━━━━━ THE INPUT ━━━━━

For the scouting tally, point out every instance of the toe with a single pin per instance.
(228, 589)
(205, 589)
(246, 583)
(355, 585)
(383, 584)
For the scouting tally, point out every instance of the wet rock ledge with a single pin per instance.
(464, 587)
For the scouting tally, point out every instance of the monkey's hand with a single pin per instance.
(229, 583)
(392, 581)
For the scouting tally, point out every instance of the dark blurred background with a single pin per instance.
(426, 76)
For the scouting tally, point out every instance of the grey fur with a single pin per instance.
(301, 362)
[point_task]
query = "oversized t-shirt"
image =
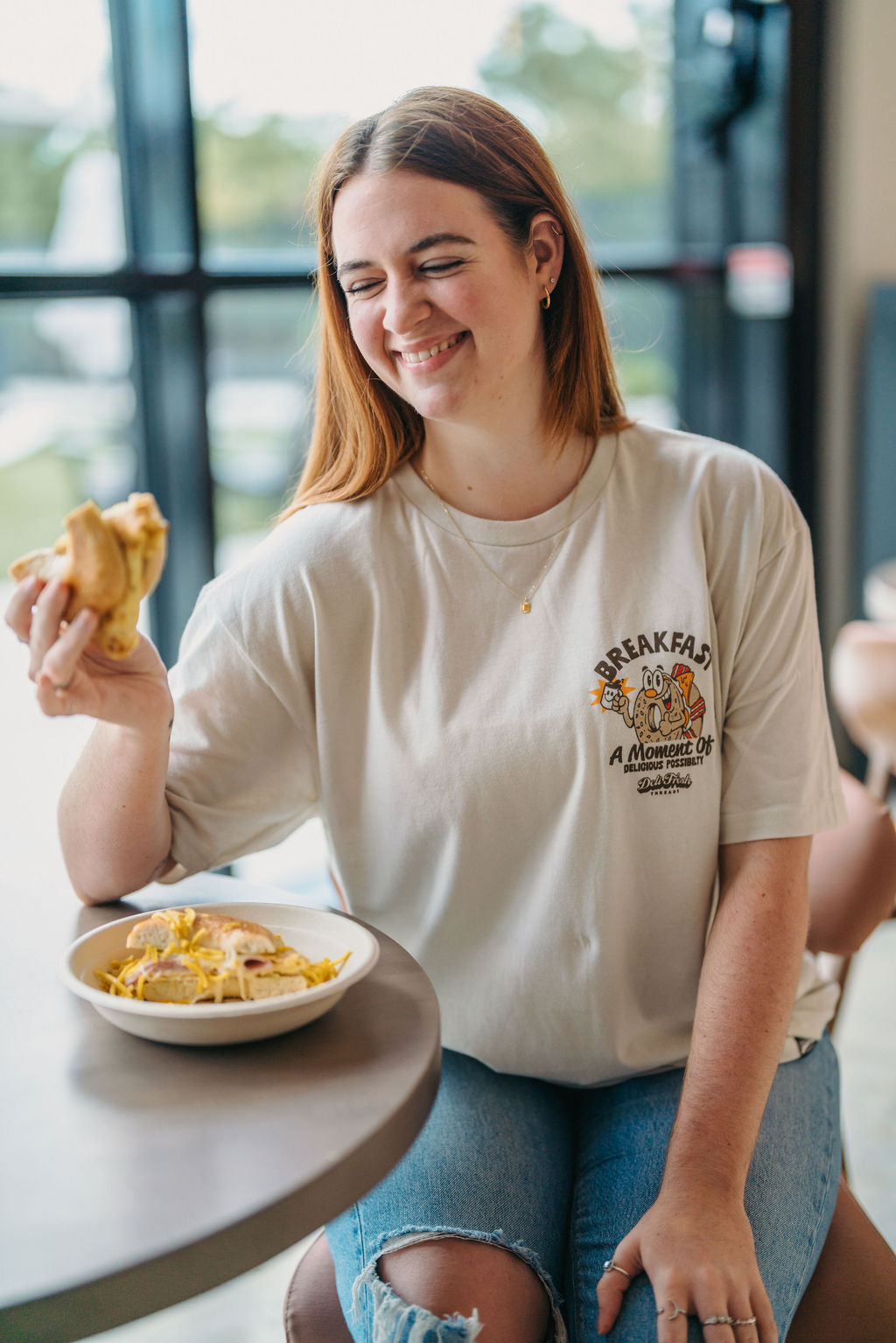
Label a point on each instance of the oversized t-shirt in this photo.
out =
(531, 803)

━━━━━

_PROBLEM TO WORK ON_. A verbatim copy of every record above is required, with all pictures omitted.

_SOLUTION TO THIS PROBLEM_.
For the scouting tally, point out every instance of the toe with a single pin per instance.
(228, 589)
(205, 589)
(246, 583)
(355, 585)
(383, 584)
For the scouting tally, point out every instance of the wet rock ledge with a single pin per instance.
(464, 587)
For the scouting tally, point out every instance of the monkey's hand with a single pin per instance.
(229, 583)
(392, 581)
For the scouting tally, point out every instance of the dark blurred background with a single pin per instance.
(426, 76)
For the scouting tally, point out every instance of the grey fur with a single pin per instance.
(301, 362)
[point_task]
query = "oversized t-shirt"
image =
Label a point on each instance of the oversized t-shirt in this photo.
out =
(531, 803)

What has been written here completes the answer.